> [Goal]: Give a verbatim repeat of the lines that run from the line containing "Target: clock tower" to the end of the data below.

> [Exercise material]:

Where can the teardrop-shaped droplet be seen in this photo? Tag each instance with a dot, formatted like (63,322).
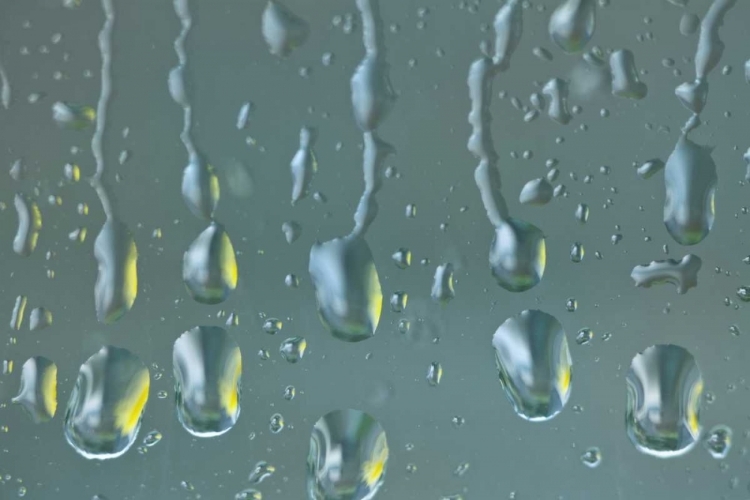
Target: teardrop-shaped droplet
(348,457)
(534,364)
(282,29)
(572,24)
(518,255)
(38,392)
(200,187)
(209,266)
(104,411)
(347,287)
(29,225)
(207,370)
(664,399)
(690,182)
(116,285)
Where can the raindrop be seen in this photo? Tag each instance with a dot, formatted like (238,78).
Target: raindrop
(348,456)
(534,364)
(105,409)
(38,392)
(207,370)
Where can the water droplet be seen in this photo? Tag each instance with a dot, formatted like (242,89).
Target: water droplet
(718,441)
(592,457)
(683,273)
(116,285)
(442,284)
(106,406)
(347,287)
(664,396)
(261,471)
(625,82)
(304,164)
(577,252)
(293,349)
(434,374)
(534,364)
(398,301)
(282,29)
(207,369)
(690,181)
(38,391)
(276,423)
(209,266)
(292,230)
(73,116)
(29,225)
(536,192)
(518,255)
(572,24)
(200,187)
(348,456)
(272,325)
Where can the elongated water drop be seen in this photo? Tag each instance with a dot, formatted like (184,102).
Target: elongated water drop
(347,287)
(29,225)
(303,165)
(690,182)
(207,369)
(664,398)
(534,364)
(518,255)
(200,187)
(209,266)
(116,285)
(572,24)
(106,406)
(282,29)
(508,29)
(38,392)
(348,457)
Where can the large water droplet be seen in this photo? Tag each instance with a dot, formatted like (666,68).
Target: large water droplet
(690,182)
(518,255)
(348,457)
(29,225)
(38,392)
(534,364)
(200,187)
(209,266)
(572,24)
(207,370)
(116,285)
(104,411)
(664,398)
(282,29)
(347,287)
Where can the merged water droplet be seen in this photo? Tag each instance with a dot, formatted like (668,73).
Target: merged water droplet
(347,287)
(200,187)
(209,266)
(38,391)
(682,273)
(207,370)
(664,399)
(104,411)
(718,441)
(282,29)
(518,255)
(534,364)
(572,24)
(348,457)
(29,225)
(690,182)
(116,285)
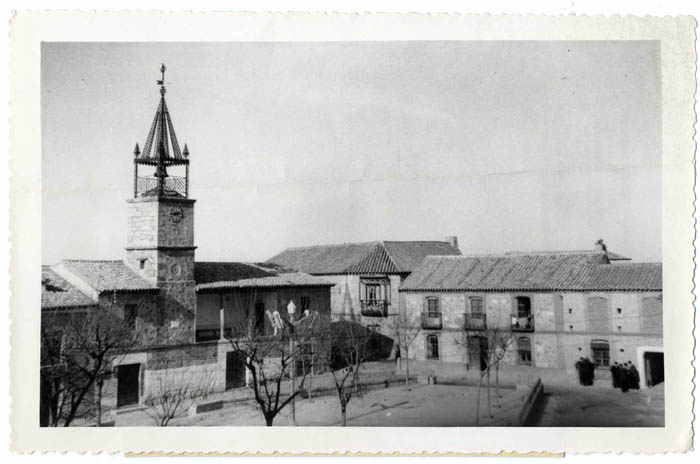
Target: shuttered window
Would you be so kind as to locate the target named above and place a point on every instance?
(432, 306)
(524, 351)
(600, 351)
(476, 305)
(433, 347)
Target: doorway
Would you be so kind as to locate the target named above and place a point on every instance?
(235, 370)
(128, 384)
(653, 368)
(479, 352)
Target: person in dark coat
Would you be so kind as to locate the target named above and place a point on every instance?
(634, 376)
(624, 378)
(615, 374)
(591, 371)
(580, 369)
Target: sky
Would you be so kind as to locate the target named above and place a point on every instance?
(511, 146)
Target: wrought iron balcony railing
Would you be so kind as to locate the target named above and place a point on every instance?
(522, 323)
(431, 320)
(148, 186)
(475, 321)
(374, 308)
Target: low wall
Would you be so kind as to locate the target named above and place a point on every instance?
(531, 404)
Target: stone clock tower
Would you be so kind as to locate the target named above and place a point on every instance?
(160, 239)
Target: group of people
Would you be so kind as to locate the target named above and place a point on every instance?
(625, 376)
(586, 371)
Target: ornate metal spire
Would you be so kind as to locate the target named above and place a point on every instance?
(161, 150)
(162, 132)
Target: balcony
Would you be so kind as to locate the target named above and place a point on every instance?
(475, 322)
(148, 186)
(374, 308)
(431, 320)
(522, 323)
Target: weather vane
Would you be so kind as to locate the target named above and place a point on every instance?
(161, 82)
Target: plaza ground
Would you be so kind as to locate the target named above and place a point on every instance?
(423, 405)
(452, 402)
(577, 406)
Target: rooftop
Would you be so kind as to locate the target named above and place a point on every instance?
(107, 275)
(379, 257)
(56, 292)
(570, 271)
(217, 275)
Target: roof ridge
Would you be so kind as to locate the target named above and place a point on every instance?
(307, 247)
(391, 258)
(514, 254)
(643, 263)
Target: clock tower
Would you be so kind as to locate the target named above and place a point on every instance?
(160, 238)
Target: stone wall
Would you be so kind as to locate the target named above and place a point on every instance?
(562, 324)
(238, 302)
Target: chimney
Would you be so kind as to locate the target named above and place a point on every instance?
(600, 246)
(452, 240)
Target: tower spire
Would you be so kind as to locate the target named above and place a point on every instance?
(162, 151)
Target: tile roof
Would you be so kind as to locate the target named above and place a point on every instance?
(108, 275)
(362, 258)
(215, 275)
(56, 292)
(535, 271)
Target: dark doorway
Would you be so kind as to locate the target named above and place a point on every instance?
(654, 368)
(235, 370)
(128, 384)
(259, 318)
(478, 352)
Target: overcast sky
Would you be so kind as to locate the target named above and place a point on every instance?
(508, 145)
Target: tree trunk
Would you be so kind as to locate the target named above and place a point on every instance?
(408, 386)
(498, 390)
(488, 391)
(99, 402)
(478, 397)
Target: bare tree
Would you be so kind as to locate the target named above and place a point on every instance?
(405, 331)
(493, 343)
(79, 349)
(175, 388)
(342, 349)
(270, 353)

> [Response to the exercise]:
Target: clock tower
Would you be so kind as to locate the target named above and place a point on every instance?
(160, 238)
Target: stone wall
Would you be so kind as to locate the target named above and place a point on every instance?
(562, 324)
(238, 302)
Target: chimney
Would you be so kind as to locate the target named above and place a point on every instance?
(600, 246)
(452, 240)
Target: tower spire
Would you be so kind as to locate the target named above and place a point on every instance?
(162, 151)
Target: tile roof
Would you be so kind as to locate the target named above and place a point on every instance?
(108, 275)
(362, 258)
(215, 275)
(56, 292)
(535, 271)
Target: dark doorway
Would you be so kind as to locate the target named above and place a point on every instance?
(654, 368)
(235, 370)
(128, 384)
(259, 318)
(478, 352)
Target: overcast sky
Would you be so kind as to locate the target named above and place a point on every instance?
(508, 145)
Target: tree trunk
Would you be so kind as to locate the target named above and place a point on every instance?
(408, 386)
(498, 390)
(488, 391)
(99, 402)
(478, 397)
Target: bare tree
Would you be so kind as to locate the target named above and place a point on every instance?
(405, 331)
(493, 343)
(79, 349)
(175, 388)
(342, 349)
(270, 353)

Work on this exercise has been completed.